EXERCISE INPUTS
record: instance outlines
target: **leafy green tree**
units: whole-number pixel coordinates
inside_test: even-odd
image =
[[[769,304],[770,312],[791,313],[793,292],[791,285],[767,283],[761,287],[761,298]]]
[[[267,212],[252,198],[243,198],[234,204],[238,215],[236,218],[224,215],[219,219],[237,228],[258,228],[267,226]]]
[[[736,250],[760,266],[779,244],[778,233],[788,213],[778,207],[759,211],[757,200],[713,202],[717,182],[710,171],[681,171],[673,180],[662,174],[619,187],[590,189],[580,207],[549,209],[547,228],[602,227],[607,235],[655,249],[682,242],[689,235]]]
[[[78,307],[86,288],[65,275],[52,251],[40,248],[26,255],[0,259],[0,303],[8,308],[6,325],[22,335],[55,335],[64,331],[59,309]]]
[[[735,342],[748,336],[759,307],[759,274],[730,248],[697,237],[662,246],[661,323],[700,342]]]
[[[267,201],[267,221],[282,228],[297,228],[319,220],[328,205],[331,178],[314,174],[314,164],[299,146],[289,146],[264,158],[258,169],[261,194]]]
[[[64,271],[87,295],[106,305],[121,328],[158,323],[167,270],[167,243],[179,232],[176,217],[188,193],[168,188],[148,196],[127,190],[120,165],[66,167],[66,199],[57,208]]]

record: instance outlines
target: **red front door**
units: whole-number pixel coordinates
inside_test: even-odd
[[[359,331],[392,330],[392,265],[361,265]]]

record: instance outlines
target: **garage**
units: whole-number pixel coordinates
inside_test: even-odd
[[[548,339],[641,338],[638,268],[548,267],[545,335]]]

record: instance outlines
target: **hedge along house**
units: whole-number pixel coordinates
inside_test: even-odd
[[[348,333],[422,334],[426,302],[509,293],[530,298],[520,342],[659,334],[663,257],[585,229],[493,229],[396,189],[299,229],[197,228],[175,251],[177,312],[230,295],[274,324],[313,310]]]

TASK DETAILS
In the material from the start through the line containing "[[[359,331],[392,330],[392,265],[361,265]]]", rename "even-odd" as "nonzero" and give back that stretch with every other part left as it is.

SOLUTION FOR THIS PROBLEM
record: instance outlines
target: **leafy green tree**
units: whole-number pixel coordinates
inside_test: nonzero
image =
[[[769,304],[770,312],[791,313],[793,292],[791,285],[767,283],[761,287],[761,298]]]
[[[267,212],[252,198],[243,198],[234,204],[238,215],[236,218],[224,215],[219,219],[237,228],[258,228],[267,226]]]
[[[736,250],[760,266],[779,244],[778,233],[788,213],[778,207],[759,211],[757,200],[713,202],[717,182],[710,171],[681,171],[673,180],[662,174],[619,187],[590,189],[580,207],[549,209],[547,228],[602,227],[607,235],[655,249],[682,242],[689,235]]]
[[[78,307],[86,288],[65,275],[52,251],[40,248],[26,255],[0,259],[0,303],[8,308],[6,325],[22,335],[55,335],[64,331],[59,309]]]
[[[735,342],[748,336],[759,307],[759,274],[730,248],[697,237],[662,246],[661,323],[700,342]]]
[[[267,201],[267,221],[282,228],[297,228],[319,220],[328,205],[331,178],[314,174],[314,164],[299,146],[289,146],[264,158],[258,169],[261,194]]]
[[[64,271],[87,295],[106,305],[121,328],[158,323],[167,270],[167,243],[179,232],[176,217],[188,193],[168,188],[148,196],[127,190],[120,165],[66,167],[66,199],[57,208]]]

record: instance outlines
target: **red front door**
units: whole-number pixel coordinates
inside_test: nonzero
[[[359,331],[392,330],[392,265],[361,265]]]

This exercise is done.